_Stated exercise 1_
Return everything from "In a conference" down to "source: Getty Images." in the Dave & Buster's article, copying it word for word.
_Stated exercise 2_
Write the next part of the Dave & Buster's earnings article, starting right after its last sentence.

_Excerpted text_
The outlook just got cloudier for Dave & Buster's (NASDAQ: PLAY) business.
The restaurant and entertainment hub had been showing encouraging signs of a growth rebound following two years of declines. However, the chain this month posted disappointing operating metrics that suggest its turnaround strategy might need more time to play out than investors had hoped.
In a conference call with Wall Street analysts, CEO Brian Jenkins and his team explained what went right -- and wrong -- for the business in the fiscal first quarter. Executives also detailed their reasoning for lowering the 2019 demand outlook while continuing to open stores at a record pace.
Let's look at a few investor takeaways from that presentation.
Image source: Getty Images.
Why the shortfall
Our comparable store sales were unfavorably impacted by this year's Easter calendar shift. Also, the combination of competitive intrusion and cannibalization continued to be a greater headwind compared to the same period last year.

_Supplied information_
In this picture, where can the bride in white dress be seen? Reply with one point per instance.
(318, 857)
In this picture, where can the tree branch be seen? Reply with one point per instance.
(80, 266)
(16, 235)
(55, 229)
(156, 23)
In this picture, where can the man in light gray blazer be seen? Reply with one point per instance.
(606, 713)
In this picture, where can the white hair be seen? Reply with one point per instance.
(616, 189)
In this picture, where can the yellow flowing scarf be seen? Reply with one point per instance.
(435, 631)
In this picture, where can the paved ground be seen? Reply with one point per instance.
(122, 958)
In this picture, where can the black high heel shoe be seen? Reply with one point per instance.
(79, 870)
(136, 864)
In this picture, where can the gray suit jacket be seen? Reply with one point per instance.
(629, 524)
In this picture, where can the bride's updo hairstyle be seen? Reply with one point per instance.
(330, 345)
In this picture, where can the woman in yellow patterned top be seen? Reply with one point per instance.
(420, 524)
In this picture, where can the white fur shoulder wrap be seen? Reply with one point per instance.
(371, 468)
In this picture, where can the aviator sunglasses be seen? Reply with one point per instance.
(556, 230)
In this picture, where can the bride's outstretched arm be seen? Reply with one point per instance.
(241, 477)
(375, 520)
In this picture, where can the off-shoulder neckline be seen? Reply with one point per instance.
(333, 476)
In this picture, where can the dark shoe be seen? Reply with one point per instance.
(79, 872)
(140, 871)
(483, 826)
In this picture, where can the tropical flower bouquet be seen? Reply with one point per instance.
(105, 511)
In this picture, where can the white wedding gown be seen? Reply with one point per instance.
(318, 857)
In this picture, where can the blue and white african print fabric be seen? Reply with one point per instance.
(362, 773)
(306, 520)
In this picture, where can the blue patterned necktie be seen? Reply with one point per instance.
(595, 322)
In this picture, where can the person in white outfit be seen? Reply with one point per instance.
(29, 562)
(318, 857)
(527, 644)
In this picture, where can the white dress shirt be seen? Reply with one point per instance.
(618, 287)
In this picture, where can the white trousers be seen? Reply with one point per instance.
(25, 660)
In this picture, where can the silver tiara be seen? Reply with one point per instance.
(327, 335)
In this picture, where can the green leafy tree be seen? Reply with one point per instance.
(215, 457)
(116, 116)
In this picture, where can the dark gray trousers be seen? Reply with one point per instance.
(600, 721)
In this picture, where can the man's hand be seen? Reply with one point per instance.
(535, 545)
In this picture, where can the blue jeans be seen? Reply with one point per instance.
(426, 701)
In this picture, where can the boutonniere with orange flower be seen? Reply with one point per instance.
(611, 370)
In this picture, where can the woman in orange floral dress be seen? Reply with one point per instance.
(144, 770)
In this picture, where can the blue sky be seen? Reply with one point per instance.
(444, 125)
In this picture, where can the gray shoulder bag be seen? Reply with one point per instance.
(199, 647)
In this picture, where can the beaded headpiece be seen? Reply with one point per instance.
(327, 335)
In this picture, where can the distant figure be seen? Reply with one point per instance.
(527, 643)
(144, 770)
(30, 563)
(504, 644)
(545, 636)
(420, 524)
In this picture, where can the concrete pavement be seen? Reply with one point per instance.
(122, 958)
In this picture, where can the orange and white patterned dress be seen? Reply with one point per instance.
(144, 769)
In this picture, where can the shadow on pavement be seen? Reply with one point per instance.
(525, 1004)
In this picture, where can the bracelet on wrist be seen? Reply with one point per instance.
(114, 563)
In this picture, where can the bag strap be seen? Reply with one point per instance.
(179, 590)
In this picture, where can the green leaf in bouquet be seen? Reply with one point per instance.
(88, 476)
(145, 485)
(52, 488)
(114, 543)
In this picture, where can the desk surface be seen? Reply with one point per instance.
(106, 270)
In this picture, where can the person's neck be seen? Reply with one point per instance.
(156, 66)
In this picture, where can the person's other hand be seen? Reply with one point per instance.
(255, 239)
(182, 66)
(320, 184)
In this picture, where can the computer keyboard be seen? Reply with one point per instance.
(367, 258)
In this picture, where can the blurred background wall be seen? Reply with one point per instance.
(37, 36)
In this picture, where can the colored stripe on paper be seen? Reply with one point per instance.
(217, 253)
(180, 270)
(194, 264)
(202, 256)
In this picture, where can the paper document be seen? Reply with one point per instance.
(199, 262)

_Answer 1_
In a conference call with Wall Street analysts, CEO Brian Jenkins and his team explained what went right -- and wrong -- for the business in the fiscal first quarter. Executives also detailed their reasoning for lowering the 2019 demand outlook while continuing to open stores at a record pace.
Let's look at a few investor takeaways from that presentation.
Image source: Getty Images.

_Answer 2_
-- CFO Scott Bowman
Dave & Buster's in late March posted its first comparable-store sales increase since 2017. Management noted at the time that comps remained strong through the first few weeks of fiscal 2019. However, demand turned lower in the following weeks so that comps surprisingly slipped back into negative territory. Executives said the calendar shift around the Easter holiday played a role in the disruption, but that competition also harmed growth trends.
Dave & Buster's managed higher sales in the amusements section, but those gains came entirely from rising prices as customer traffic continued to decline. "Comparable store sales were below expectations," Jenkins noted.
We are working to drive awareness of our food and beverage improvements but expect this will take time.
The accelerating food demand that Dave & Buster's reported last quarter proved short-lived. Its restaurant segment shrank by more than 3% at the start of fiscal 2019, with food down 2.8% and bar sales lower by less than 0.5%.
Management highlighted several encouraging trends in this division, which accounts for about 40% of the business. Dave & Buster's has simplified the menu to speed up service and improve quality. Guests are noticing the changes, executives said, leading to higher customer satisfaction scores.
However, it appears that rebounding food demand will take more time to engineer than executives had hoped. In the meantime, the company is still rolling out initiatives aimed at enhancing the guest experience, while also "working with urgency" to control costs.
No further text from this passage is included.